--- TASK ---
Output a verbatim copy of the data, cut off after the line that contains "Target: rough bark texture".
DATA SHOWN: Begin
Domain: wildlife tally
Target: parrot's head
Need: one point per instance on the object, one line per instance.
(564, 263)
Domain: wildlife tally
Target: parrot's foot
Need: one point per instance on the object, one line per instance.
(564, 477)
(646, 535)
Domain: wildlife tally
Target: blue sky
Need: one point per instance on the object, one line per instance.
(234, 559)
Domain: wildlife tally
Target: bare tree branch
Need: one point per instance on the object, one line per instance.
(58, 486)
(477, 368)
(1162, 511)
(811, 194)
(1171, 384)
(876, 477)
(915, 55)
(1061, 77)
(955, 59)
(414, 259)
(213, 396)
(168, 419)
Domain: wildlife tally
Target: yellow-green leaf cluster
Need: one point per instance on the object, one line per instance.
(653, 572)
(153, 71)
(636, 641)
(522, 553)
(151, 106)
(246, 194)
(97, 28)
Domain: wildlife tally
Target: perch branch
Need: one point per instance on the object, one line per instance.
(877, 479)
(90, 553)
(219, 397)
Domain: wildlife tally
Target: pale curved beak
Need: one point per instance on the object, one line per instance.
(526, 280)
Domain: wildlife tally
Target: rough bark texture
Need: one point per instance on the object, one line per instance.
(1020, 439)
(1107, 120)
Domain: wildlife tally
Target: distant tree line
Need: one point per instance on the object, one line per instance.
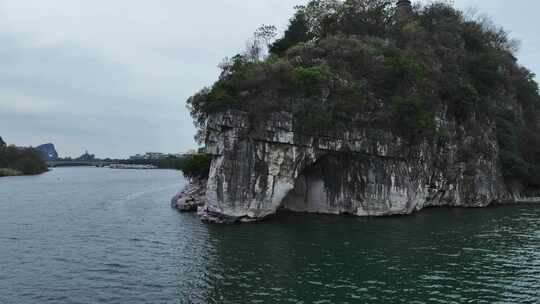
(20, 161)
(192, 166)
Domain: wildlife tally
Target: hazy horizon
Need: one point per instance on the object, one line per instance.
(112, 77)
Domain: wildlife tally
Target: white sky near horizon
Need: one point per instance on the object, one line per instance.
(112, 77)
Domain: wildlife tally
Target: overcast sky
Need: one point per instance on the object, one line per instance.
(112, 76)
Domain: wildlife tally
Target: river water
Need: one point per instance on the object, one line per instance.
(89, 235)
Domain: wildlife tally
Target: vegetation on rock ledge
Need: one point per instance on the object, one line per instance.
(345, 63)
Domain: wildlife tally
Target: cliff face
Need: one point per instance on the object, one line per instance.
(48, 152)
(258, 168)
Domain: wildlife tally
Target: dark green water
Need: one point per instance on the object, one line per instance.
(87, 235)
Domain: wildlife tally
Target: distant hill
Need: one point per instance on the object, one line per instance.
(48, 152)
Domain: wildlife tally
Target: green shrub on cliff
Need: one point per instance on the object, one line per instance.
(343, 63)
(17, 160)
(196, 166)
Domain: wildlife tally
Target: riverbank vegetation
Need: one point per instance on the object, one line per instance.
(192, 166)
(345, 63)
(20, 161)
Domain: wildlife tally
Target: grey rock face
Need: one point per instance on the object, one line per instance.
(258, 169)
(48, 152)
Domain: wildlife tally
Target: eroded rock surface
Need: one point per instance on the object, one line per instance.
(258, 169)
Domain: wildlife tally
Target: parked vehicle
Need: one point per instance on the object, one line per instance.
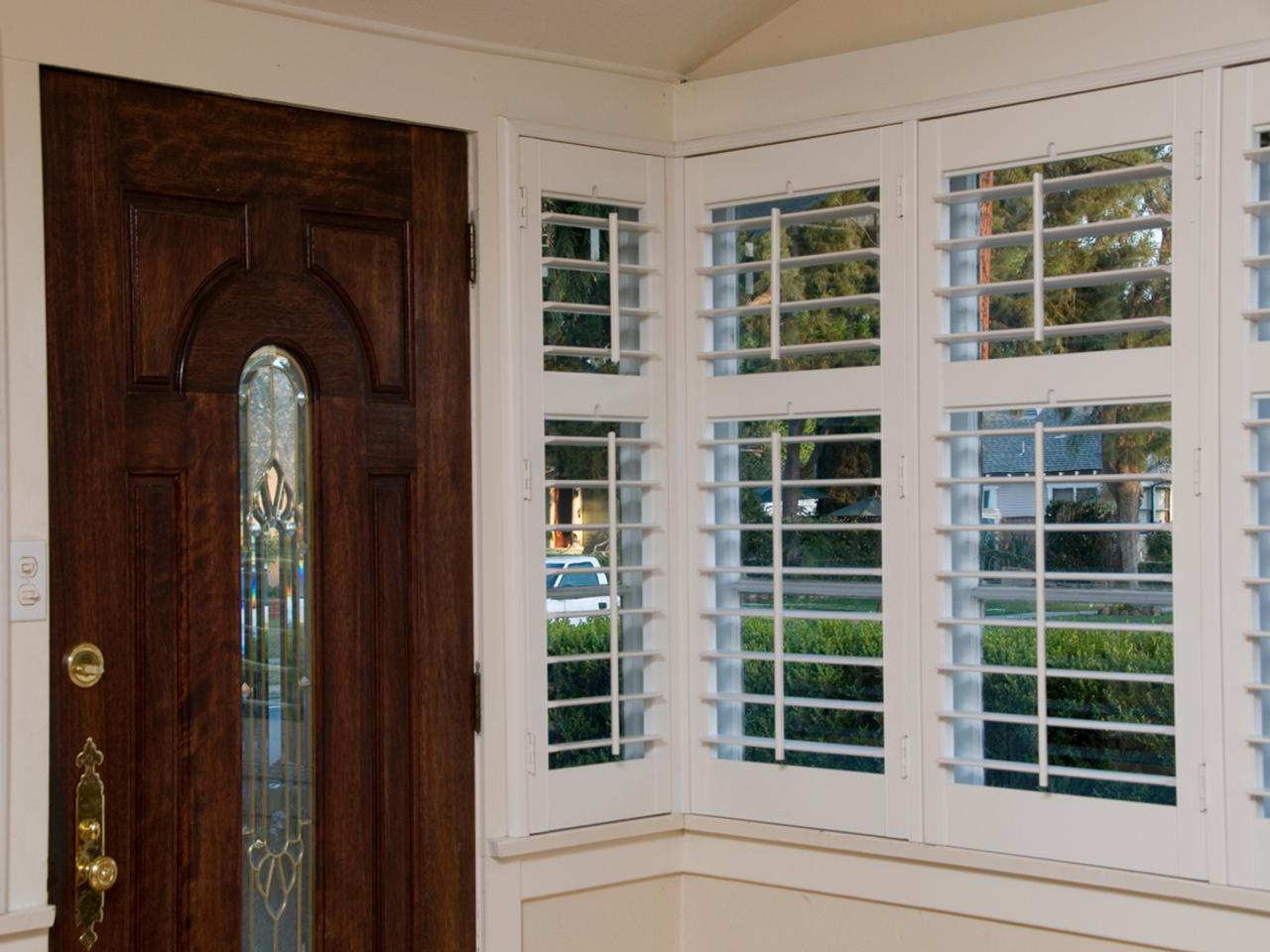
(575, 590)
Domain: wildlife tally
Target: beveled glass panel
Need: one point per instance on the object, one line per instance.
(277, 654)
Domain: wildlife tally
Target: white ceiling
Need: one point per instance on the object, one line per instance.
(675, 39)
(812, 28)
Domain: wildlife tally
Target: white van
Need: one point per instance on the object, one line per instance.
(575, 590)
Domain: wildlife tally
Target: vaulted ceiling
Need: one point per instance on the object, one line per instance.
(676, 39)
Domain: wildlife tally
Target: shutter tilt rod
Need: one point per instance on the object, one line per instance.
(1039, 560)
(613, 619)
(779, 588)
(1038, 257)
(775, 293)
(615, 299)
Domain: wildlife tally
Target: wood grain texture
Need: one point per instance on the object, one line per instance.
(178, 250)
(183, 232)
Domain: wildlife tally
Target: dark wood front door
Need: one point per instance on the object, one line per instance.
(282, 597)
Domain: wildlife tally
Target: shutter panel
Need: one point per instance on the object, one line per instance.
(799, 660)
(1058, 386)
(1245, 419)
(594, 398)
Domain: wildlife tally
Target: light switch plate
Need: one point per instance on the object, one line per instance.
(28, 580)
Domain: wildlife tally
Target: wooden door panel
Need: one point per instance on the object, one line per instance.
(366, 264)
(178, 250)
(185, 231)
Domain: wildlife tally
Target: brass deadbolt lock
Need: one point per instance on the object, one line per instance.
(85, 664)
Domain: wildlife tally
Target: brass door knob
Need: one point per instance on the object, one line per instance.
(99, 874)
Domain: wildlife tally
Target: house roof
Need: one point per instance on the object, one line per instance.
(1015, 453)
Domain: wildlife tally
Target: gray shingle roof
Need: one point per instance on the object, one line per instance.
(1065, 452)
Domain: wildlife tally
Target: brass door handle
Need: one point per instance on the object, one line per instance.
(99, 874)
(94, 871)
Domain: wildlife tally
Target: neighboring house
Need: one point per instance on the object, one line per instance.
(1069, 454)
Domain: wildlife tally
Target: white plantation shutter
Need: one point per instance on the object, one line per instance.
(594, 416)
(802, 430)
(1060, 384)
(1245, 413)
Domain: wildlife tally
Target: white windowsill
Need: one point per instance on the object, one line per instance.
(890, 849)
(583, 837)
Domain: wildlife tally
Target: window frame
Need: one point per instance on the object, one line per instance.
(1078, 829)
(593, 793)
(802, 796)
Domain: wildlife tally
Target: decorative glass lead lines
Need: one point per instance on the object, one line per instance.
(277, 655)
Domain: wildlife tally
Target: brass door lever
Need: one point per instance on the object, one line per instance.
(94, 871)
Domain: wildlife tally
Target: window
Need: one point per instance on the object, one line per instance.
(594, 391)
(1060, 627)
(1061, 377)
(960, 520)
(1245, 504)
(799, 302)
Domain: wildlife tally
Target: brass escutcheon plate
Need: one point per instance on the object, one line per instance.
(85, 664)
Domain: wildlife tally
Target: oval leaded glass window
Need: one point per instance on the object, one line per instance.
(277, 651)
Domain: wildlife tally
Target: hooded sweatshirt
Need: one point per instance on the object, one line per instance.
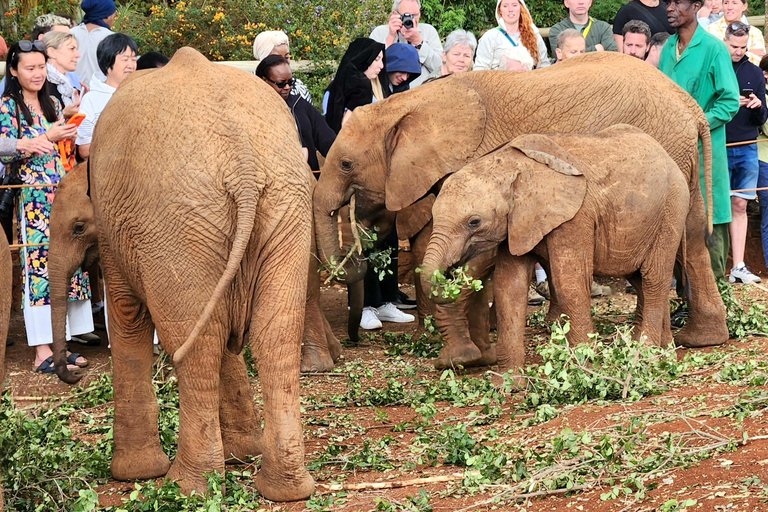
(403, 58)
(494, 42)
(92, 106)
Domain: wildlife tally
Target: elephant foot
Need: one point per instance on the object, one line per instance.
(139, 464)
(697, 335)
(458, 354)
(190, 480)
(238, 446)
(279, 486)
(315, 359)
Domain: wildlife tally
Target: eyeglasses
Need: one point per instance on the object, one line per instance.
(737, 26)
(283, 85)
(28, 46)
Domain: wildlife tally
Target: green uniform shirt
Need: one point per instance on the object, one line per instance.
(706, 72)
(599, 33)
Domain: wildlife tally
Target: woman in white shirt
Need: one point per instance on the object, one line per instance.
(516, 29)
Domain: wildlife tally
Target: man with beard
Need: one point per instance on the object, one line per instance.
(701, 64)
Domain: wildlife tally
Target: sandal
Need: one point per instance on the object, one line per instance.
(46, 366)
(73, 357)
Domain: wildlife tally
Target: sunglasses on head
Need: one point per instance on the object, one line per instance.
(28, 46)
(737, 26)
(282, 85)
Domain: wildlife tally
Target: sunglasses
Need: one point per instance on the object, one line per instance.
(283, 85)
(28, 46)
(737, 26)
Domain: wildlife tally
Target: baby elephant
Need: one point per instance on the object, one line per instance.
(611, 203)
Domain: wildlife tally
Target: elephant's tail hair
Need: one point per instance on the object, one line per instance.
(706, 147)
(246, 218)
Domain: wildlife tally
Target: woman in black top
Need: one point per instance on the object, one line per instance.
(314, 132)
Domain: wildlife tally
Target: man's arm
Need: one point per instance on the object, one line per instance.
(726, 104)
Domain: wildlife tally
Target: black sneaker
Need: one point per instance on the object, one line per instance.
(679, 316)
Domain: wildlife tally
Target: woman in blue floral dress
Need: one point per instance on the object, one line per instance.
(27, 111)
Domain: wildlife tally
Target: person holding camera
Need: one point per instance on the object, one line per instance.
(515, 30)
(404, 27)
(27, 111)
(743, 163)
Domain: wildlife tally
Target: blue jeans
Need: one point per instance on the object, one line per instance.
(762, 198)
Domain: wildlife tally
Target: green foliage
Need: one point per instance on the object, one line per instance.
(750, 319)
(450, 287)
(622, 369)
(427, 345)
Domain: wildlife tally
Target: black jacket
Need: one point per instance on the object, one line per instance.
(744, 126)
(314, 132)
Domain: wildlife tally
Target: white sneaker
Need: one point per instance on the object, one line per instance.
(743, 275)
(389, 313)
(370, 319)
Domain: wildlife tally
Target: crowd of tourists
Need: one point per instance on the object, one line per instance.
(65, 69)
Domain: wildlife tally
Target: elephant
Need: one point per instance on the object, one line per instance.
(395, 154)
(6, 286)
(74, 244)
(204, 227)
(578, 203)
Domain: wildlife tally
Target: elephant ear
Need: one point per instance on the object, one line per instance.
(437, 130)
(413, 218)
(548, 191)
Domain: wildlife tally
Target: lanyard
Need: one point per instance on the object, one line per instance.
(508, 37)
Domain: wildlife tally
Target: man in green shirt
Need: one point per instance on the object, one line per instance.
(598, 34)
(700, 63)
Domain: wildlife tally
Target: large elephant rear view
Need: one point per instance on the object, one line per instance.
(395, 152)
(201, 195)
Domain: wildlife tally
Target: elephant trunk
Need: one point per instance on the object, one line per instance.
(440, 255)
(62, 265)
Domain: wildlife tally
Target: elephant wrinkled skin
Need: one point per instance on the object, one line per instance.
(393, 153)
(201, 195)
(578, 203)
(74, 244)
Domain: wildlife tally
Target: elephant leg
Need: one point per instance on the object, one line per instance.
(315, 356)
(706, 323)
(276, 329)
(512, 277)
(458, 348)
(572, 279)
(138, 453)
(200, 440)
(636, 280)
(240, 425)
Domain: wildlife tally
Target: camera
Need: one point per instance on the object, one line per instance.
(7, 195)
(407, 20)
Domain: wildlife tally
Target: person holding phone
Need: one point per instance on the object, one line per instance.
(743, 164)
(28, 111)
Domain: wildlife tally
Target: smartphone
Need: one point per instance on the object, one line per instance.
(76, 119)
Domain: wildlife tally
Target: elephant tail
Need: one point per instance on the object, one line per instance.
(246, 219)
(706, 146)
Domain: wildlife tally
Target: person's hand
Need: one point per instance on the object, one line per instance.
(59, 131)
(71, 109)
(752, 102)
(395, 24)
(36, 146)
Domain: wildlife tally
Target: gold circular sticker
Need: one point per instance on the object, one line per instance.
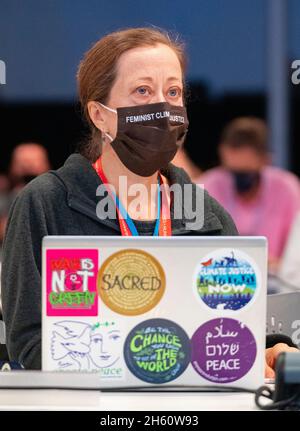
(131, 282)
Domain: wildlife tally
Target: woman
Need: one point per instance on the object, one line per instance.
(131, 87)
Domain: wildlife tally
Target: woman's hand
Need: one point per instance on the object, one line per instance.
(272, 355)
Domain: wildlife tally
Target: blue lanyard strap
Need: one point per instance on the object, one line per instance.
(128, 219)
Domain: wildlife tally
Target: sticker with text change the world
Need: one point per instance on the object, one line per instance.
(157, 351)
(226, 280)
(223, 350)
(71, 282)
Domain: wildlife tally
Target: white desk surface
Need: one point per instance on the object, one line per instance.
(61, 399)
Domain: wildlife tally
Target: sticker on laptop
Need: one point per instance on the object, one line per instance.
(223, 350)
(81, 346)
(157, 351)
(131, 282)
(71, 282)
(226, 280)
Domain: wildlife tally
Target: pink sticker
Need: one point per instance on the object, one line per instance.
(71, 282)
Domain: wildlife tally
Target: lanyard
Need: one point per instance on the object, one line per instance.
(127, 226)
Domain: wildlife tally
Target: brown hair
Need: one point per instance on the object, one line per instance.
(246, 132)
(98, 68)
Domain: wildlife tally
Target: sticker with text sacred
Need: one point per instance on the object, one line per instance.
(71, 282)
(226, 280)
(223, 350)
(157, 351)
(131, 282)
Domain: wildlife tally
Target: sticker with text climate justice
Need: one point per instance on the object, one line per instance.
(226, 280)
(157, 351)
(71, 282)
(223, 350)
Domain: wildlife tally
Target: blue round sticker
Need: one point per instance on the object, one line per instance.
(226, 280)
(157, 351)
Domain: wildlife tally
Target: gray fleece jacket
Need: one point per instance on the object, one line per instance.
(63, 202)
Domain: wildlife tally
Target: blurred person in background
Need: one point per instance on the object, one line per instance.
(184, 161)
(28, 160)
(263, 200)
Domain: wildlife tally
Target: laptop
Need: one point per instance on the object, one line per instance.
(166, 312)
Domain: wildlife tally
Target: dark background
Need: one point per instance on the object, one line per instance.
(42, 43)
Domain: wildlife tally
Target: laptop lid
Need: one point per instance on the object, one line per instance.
DATA SHOWN: End
--- WRITTEN ANSWER ---
Domain: wildlife tally
Target: parrot's head
Need: one point per instance on the object, one line per instance.
(564, 263)
Domain: wildlife tally
Target: parrot's foot
Need: one point per instance on the object, one line per instance.
(564, 477)
(646, 535)
Domain: wildlife tally
Target: blue sky
Need: one point per instance on the object, one line per instance.
(234, 559)
Domain: wildlife tally
Target: bare tree branch
Need: one point per instance on the object, one line per instance.
(58, 486)
(477, 368)
(1162, 511)
(811, 194)
(1171, 384)
(876, 477)
(915, 55)
(1061, 77)
(955, 59)
(414, 259)
(213, 396)
(168, 419)
Domain: wildlife tally
Target: yellow-green leaf cluster
Need: one point per instance on the object, one line per instance.
(653, 572)
(153, 71)
(636, 641)
(522, 553)
(151, 106)
(246, 194)
(97, 28)
Domain: wildlife tally
Target: perch branch
Need: one point per instance on the object, one line per instance.
(877, 479)
(90, 553)
(219, 397)
Domain: wildlife tally
Target: pale curved beak
Need: one point per instance on the object, one line per instance.
(526, 280)
Domain: wildlife tally
Target: rough bark texture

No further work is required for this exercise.